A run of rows
>> start

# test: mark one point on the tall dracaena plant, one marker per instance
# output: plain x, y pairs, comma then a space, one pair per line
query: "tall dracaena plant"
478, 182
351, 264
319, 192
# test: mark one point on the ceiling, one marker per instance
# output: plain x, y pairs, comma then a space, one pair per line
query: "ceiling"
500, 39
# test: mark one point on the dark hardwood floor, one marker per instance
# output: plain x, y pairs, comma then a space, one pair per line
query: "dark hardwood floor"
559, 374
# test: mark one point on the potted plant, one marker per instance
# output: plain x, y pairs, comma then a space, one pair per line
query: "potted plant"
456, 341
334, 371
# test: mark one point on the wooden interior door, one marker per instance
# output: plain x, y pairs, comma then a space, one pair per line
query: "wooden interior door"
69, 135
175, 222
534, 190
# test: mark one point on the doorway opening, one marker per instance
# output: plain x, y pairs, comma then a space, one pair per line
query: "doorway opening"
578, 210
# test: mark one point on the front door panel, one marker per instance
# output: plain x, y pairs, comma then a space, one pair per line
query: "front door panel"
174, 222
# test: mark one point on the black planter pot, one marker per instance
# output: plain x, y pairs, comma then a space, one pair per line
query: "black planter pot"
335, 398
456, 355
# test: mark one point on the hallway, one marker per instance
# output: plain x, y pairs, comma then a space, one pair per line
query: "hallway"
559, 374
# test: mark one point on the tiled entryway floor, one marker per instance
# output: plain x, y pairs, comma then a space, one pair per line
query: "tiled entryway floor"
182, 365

>> end

**Problem statement**
Copy out every row above word for word, from the first line to the last.

**Task solution**
# test: mark one point on the tall dracaena plant, one marker per instance
# output: plain x, y pairs, comma then a space, one pair per line
query: "tall dracaena plant"
478, 182
351, 264
319, 192
# test: mark one point on the ceiling, one marker per instance
# output: plain x, y pairs, comma then a space, one pair per line
query: "ceiling"
500, 39
# test: mark one point on the dark hardwood floor, one marker per instance
# output: plain x, y pairs, comma then a space, one pair per line
query: "dark hardwood floor"
559, 374
# test: mark one point on the potted plant, one marker per instance
# output: plain x, y pairs, comma then a space, one pair per line
query: "potted plant"
456, 341
334, 371
# test: mark one point on the wooden interior door, one marker per instance
# output: plain x, y pairs, comma then a space, one pair per line
query: "wooden interior door"
69, 135
175, 222
534, 190
# test: mark one point on the doorway opening, one marker per instance
# output: plain x, y pairs, comma then a space, one pair per line
query: "doorway opening"
578, 210
# test: mark one point on the front door panel, one marker per instance
# output: plain x, y pairs, comma then a space, one pair per line
query: "front door panel"
174, 222
# test: mark one point on the black planter pot, one marker per instance
# output: plain x, y pairs, comma then a space, one pair per line
query: "black planter pot"
335, 398
456, 355
# test: mark one point on the hallway, one marker per instance
# output: plain x, y pairs, comma then a space, one pair per line
query: "hallway"
559, 374
# test: mark one point on the tiled entryway floor, one marker per instance
# output: plain x, y pairs, comma then a space, one pair per line
query: "tiled entryway floor"
182, 365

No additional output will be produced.